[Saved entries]
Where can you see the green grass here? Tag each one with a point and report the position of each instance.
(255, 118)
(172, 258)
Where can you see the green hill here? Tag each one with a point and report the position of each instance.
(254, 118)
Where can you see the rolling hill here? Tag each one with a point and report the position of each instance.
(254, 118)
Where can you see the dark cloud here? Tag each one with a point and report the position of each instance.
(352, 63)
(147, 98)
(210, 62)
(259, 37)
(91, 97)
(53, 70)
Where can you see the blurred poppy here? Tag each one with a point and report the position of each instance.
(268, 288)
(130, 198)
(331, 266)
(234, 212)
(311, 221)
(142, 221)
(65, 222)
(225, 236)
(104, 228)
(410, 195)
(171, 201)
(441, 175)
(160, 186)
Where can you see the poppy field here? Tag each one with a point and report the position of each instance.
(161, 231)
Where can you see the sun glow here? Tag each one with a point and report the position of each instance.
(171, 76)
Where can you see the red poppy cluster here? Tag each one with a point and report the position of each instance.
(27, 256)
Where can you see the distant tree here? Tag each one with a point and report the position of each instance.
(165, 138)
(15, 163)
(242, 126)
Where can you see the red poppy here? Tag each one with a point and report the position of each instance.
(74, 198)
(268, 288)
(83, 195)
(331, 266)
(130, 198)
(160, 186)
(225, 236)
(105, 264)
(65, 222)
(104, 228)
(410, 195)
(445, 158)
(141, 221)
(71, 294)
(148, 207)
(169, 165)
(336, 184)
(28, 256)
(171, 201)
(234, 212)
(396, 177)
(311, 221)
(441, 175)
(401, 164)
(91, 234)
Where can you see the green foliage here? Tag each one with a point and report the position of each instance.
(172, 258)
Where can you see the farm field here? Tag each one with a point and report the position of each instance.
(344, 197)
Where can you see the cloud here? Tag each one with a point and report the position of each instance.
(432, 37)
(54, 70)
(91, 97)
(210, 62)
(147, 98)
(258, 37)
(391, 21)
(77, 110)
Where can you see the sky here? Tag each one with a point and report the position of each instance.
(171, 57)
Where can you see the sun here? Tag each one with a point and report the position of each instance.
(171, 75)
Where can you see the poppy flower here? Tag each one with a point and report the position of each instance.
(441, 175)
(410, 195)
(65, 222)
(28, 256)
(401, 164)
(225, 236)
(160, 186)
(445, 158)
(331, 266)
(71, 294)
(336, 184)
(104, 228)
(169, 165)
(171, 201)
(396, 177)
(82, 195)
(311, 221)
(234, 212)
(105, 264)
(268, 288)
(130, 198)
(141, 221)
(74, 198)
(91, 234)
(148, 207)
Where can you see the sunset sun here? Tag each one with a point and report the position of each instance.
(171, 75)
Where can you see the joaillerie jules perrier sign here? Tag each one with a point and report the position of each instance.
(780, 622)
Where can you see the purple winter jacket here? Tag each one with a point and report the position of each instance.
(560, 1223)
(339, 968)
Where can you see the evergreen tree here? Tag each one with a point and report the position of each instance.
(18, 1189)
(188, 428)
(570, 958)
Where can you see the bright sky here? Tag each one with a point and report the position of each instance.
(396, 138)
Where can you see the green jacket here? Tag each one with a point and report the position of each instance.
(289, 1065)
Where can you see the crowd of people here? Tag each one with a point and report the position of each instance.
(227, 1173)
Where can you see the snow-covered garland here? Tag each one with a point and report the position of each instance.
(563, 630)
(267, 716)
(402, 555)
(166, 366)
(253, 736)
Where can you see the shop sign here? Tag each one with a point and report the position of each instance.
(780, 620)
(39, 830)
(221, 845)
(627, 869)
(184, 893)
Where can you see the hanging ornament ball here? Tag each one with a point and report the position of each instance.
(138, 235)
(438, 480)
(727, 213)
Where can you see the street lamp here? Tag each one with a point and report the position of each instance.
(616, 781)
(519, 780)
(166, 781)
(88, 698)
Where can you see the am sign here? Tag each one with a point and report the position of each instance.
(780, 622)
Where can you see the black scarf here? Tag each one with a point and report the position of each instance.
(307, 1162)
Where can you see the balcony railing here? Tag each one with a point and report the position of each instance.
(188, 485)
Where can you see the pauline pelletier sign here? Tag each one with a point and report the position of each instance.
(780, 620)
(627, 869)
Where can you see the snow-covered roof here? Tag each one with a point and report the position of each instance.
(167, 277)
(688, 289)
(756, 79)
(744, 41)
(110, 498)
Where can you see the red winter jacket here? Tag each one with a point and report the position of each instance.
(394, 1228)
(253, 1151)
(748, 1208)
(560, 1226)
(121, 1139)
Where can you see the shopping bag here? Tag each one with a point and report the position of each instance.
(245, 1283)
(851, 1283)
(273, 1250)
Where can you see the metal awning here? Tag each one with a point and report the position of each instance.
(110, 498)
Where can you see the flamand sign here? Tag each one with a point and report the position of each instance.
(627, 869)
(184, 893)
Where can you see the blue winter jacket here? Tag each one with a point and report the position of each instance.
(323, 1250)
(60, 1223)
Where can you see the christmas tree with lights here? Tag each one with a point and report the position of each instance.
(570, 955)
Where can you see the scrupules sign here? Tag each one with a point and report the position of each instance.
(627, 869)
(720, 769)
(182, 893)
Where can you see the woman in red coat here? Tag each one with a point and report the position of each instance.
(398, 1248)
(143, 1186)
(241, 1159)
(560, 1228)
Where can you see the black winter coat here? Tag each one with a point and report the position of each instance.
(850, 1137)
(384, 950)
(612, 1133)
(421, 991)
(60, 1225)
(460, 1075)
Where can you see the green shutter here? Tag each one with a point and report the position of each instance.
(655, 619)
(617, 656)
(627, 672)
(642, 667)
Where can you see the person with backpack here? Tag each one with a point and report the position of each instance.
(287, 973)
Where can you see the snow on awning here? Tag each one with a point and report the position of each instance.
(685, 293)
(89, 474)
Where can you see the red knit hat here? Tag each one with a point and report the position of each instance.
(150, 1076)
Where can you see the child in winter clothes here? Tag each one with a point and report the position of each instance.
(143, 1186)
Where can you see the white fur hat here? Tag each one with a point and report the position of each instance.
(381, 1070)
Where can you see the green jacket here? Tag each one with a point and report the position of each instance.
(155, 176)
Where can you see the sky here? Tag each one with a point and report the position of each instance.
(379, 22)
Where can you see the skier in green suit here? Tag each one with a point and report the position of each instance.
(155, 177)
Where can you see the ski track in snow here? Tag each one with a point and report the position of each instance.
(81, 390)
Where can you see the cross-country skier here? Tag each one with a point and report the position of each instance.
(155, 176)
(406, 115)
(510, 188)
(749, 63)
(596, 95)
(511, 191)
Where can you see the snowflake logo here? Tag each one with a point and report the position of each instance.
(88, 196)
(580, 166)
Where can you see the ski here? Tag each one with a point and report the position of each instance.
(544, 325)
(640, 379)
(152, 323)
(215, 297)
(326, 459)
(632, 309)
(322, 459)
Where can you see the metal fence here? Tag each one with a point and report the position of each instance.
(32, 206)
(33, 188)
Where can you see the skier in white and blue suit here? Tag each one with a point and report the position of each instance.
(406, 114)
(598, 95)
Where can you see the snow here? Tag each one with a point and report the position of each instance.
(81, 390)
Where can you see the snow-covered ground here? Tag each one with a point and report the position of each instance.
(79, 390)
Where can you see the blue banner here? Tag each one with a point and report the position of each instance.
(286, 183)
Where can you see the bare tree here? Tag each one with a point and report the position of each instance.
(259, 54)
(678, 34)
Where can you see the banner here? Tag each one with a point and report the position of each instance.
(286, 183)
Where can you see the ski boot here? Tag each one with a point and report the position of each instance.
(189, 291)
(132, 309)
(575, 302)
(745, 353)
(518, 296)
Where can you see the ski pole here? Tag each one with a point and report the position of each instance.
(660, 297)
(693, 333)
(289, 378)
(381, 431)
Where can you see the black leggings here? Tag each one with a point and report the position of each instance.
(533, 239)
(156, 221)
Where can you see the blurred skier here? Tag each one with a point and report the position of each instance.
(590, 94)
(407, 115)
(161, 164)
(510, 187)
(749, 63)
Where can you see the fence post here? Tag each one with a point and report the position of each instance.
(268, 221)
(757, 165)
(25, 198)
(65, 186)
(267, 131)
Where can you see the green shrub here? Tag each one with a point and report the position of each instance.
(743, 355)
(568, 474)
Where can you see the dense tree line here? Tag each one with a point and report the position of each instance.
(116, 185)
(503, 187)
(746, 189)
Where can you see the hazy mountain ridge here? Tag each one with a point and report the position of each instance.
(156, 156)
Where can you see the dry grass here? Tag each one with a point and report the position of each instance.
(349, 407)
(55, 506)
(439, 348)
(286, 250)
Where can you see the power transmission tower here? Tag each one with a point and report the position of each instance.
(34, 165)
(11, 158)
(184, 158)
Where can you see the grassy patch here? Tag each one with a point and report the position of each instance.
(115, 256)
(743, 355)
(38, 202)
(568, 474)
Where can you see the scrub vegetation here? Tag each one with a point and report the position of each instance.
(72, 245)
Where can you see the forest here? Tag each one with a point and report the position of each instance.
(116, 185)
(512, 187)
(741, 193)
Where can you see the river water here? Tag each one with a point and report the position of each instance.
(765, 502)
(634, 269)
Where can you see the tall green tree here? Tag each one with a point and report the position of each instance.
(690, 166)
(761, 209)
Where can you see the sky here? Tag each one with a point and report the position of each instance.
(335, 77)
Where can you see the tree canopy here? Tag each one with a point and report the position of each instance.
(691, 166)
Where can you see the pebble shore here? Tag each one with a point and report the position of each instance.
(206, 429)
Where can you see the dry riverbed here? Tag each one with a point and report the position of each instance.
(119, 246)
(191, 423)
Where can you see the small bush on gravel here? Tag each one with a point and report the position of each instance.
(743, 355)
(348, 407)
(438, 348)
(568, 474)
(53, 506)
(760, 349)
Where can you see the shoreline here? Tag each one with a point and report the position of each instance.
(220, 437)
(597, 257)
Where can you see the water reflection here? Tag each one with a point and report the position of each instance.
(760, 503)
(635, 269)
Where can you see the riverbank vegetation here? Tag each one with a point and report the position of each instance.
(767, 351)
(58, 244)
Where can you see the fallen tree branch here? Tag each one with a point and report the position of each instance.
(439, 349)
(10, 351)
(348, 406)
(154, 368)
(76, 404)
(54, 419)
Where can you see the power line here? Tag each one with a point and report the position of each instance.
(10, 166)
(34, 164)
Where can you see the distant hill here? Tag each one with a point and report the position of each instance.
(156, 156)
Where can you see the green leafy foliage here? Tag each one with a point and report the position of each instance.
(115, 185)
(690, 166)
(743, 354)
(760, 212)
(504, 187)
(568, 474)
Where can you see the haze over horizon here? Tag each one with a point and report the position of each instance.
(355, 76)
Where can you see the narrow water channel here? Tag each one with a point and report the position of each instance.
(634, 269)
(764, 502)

**WHAT IS REQUIRED:** Would you return, unchanged, the lines from the one containing "Where can you see the water" through the end of the entries?

**ANSWER TO THIS EXERCISE:**
Where can you see the water reflection here? Tag each one with a point and report the position of each instance.
(760, 503)
(635, 269)
Where can you see the riverbank vegetation here? Tag each one with a point and report the position of each instance.
(767, 351)
(58, 244)
Where can you see the fallen tree branch here? Tag each one with a point and report the position of each instance.
(439, 349)
(10, 351)
(348, 406)
(154, 368)
(76, 404)
(54, 419)
Where can you see the power line here? Tag each one with a point and report the position of each instance.
(10, 166)
(34, 164)
Where can you see the distant hill here? Tag each one with a point and report the position of each instance.
(156, 156)
Where can you see the green leafy foliage here? Tag each one with a point and report the position of each instance.
(115, 185)
(690, 166)
(743, 354)
(760, 212)
(504, 187)
(568, 474)
Where can you see the haze over horizon here? Tag each one with a point and report the position of each instance.
(355, 76)
Where can you see the narrow water channel here? Tag each one with a point and report the position of each instance.
(634, 269)
(764, 502)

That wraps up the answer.